* _How to complete this task_:
Please restate, word for word, the lines below that begin at the one with "[indicate] the white pepperdine" and end at the one with "[indicate] the metal". Leave out all other lines.

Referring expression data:

= Beginning of Section =

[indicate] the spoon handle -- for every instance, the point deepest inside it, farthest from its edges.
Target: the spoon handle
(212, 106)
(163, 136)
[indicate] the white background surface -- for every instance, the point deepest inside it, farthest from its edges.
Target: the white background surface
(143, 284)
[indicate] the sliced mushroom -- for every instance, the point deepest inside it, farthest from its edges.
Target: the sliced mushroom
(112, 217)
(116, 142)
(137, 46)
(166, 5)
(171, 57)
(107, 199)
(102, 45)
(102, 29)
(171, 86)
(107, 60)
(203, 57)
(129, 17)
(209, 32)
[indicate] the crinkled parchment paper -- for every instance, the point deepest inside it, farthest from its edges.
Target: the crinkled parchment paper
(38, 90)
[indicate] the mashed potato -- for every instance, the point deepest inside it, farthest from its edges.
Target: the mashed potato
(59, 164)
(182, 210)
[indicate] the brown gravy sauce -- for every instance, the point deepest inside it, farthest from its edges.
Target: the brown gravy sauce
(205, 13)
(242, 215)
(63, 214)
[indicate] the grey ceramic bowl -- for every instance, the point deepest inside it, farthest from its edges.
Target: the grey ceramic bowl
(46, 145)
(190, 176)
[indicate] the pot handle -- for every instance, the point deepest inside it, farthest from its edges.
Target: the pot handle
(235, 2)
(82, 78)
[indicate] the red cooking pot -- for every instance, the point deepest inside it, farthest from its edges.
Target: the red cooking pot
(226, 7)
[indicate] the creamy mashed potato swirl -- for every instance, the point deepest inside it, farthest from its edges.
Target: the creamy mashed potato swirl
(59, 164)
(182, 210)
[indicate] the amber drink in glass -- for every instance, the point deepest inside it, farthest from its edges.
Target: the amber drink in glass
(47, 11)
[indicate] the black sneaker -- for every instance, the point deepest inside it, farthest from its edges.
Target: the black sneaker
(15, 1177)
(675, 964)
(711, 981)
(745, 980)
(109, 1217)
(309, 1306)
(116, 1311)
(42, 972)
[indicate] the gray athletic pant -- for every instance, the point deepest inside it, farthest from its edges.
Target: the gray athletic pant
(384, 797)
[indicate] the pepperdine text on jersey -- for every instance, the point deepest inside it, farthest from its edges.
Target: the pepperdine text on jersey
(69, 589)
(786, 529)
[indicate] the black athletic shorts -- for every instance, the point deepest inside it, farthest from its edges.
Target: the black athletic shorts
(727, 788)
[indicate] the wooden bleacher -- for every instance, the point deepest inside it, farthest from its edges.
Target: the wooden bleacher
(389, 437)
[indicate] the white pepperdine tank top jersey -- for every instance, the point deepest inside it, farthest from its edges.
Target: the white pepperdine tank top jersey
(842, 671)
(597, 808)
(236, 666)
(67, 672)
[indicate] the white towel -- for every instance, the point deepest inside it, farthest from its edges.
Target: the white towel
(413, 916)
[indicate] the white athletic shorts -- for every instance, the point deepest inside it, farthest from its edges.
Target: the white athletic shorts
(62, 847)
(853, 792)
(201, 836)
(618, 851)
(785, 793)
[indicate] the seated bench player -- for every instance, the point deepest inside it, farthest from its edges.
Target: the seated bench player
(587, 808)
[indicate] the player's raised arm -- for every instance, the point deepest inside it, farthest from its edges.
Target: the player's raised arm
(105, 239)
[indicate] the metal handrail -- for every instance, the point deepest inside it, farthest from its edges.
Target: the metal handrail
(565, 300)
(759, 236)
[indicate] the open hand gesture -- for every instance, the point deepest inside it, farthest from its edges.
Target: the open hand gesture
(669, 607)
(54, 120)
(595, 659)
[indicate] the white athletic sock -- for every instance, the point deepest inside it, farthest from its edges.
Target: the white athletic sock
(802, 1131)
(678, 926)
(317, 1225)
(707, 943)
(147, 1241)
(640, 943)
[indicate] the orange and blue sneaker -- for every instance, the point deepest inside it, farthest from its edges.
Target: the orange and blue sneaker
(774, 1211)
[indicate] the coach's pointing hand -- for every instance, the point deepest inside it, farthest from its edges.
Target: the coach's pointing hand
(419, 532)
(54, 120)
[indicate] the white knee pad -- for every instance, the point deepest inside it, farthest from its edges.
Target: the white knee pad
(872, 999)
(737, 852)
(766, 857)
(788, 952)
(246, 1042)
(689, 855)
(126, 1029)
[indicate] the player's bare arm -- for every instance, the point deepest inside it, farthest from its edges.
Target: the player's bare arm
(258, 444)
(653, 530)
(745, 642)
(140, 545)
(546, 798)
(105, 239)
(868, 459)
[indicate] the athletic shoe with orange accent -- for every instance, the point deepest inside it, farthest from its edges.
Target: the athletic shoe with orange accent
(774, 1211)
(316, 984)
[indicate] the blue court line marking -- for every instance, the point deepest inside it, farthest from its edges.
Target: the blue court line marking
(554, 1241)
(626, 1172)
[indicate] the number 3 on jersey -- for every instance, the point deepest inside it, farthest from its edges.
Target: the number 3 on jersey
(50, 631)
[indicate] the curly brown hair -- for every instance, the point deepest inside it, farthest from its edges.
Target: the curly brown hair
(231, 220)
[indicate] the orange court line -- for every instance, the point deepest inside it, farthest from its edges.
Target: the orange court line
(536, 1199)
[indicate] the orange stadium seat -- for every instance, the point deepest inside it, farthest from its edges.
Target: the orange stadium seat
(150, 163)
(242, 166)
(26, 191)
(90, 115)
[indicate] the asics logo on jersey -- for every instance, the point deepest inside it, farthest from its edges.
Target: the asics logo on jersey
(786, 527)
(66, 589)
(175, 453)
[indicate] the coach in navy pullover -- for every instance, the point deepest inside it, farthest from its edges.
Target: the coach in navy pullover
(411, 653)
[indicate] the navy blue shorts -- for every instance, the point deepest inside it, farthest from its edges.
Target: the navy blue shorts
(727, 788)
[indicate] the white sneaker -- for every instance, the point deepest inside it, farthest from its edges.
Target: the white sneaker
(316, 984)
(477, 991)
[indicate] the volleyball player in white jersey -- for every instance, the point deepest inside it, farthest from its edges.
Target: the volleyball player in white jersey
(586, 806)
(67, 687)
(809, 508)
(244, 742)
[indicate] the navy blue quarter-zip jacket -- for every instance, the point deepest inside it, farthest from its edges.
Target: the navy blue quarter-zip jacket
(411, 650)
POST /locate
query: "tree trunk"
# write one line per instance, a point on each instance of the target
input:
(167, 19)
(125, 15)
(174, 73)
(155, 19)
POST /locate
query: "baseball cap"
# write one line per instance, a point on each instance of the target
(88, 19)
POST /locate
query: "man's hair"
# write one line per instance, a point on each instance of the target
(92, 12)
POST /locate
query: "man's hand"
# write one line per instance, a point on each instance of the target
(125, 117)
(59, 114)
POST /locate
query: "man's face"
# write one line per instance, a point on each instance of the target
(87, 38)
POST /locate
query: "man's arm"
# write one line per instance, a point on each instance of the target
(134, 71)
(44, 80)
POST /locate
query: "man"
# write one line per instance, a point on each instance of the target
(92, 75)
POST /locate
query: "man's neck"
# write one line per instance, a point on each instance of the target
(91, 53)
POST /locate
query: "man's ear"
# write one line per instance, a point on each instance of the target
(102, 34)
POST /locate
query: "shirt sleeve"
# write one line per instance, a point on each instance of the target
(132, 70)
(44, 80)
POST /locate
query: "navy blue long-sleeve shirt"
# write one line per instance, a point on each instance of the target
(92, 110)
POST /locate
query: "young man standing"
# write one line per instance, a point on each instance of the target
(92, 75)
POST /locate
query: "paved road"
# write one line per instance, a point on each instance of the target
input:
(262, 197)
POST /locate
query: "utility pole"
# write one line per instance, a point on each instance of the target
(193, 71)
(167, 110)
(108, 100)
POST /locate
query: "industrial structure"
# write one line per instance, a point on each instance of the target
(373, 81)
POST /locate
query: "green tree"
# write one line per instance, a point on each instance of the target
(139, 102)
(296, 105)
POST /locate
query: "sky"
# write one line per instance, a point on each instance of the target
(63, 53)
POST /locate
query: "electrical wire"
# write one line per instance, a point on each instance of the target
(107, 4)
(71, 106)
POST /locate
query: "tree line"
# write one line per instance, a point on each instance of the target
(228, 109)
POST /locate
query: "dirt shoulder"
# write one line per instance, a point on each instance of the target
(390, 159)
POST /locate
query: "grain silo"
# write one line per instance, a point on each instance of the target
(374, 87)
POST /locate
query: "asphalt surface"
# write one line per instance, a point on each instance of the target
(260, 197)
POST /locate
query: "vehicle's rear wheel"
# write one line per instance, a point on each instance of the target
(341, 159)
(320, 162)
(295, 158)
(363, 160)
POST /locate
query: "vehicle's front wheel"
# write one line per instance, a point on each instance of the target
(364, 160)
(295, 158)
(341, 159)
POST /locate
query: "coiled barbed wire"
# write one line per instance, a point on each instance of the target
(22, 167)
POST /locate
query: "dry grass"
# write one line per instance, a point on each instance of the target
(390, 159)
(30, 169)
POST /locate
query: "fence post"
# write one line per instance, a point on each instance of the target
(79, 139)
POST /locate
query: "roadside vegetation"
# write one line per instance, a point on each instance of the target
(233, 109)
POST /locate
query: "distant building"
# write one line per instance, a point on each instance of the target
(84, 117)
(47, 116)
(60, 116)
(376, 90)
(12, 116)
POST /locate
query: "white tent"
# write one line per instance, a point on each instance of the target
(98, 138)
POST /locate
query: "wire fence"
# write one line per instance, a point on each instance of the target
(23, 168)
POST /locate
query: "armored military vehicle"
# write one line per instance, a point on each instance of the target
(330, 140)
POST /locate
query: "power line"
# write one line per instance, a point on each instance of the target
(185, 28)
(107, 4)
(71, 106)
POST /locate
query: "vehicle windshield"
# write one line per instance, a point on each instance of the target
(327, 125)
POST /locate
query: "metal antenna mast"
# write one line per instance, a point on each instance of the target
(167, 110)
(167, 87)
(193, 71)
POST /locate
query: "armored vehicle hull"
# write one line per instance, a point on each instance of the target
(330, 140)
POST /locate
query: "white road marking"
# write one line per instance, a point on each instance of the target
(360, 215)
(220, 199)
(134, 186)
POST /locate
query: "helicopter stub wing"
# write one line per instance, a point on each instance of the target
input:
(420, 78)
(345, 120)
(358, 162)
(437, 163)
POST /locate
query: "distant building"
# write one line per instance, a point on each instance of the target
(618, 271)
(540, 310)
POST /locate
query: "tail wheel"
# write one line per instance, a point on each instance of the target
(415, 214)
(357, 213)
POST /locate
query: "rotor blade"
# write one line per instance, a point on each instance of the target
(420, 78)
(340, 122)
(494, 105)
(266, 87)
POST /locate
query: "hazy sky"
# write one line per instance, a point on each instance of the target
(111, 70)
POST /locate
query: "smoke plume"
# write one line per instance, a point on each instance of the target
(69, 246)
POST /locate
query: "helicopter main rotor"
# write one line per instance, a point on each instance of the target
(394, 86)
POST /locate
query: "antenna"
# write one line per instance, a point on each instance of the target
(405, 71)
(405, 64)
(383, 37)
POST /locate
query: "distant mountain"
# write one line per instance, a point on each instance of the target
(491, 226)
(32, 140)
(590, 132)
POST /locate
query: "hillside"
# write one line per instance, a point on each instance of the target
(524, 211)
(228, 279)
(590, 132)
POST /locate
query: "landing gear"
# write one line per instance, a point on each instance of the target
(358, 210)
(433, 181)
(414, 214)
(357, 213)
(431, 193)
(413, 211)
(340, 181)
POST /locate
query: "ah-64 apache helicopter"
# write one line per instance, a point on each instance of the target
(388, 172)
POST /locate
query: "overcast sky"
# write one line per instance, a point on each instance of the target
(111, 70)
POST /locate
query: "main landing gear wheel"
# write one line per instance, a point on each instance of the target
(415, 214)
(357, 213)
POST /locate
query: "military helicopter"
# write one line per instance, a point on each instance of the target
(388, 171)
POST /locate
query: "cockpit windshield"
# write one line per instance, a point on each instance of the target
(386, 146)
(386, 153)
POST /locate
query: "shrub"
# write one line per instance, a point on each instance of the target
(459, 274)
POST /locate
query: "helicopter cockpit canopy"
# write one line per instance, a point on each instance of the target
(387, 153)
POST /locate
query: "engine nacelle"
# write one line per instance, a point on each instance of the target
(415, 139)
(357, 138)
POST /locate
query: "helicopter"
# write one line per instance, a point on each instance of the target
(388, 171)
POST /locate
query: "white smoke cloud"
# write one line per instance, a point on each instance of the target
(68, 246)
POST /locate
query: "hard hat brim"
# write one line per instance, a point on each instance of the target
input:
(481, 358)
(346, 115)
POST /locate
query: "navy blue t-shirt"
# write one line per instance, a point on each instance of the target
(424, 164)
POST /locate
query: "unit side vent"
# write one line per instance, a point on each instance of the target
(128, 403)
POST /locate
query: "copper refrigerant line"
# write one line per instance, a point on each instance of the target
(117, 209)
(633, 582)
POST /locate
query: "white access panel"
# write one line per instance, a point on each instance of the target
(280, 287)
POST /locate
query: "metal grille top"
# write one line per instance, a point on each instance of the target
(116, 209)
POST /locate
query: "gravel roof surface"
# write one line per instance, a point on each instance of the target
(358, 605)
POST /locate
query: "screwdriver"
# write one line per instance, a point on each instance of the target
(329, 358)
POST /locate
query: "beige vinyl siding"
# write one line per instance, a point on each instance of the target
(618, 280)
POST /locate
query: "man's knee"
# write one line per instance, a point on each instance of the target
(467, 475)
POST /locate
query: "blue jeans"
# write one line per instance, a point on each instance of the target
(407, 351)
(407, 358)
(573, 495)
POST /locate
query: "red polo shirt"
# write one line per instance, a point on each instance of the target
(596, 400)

= End of Section =

* _Result of this exercise_:
[indicate] the white pepperdine tank top jersey -- for every instance, the point deepest inside it, farthest from its edges.
Target: the white pepperdine tank top jersey
(842, 671)
(597, 808)
(236, 666)
(67, 672)
[indicate] the white towel -- for every instance, the point deepest inside it, farthest from its edges.
Target: the white towel
(413, 916)
[indicate] the white athletic shorts -- for every instance, the point deepest inside it, farthest from its edges.
Target: the white athletic shorts
(62, 847)
(853, 792)
(201, 836)
(618, 851)
(785, 793)
[indicate] the seated bench player -- for every instance, the point deepest inside it, farthest from its edges.
Target: the seated bench player
(587, 808)
[indicate] the player's raised arm -- for every instance, the point deepest inside it, farthest from its edges.
Target: the player's raised arm
(105, 239)
[indicate] the metal handrail -- for every instance, the point deepest inside it, farthest from its edges.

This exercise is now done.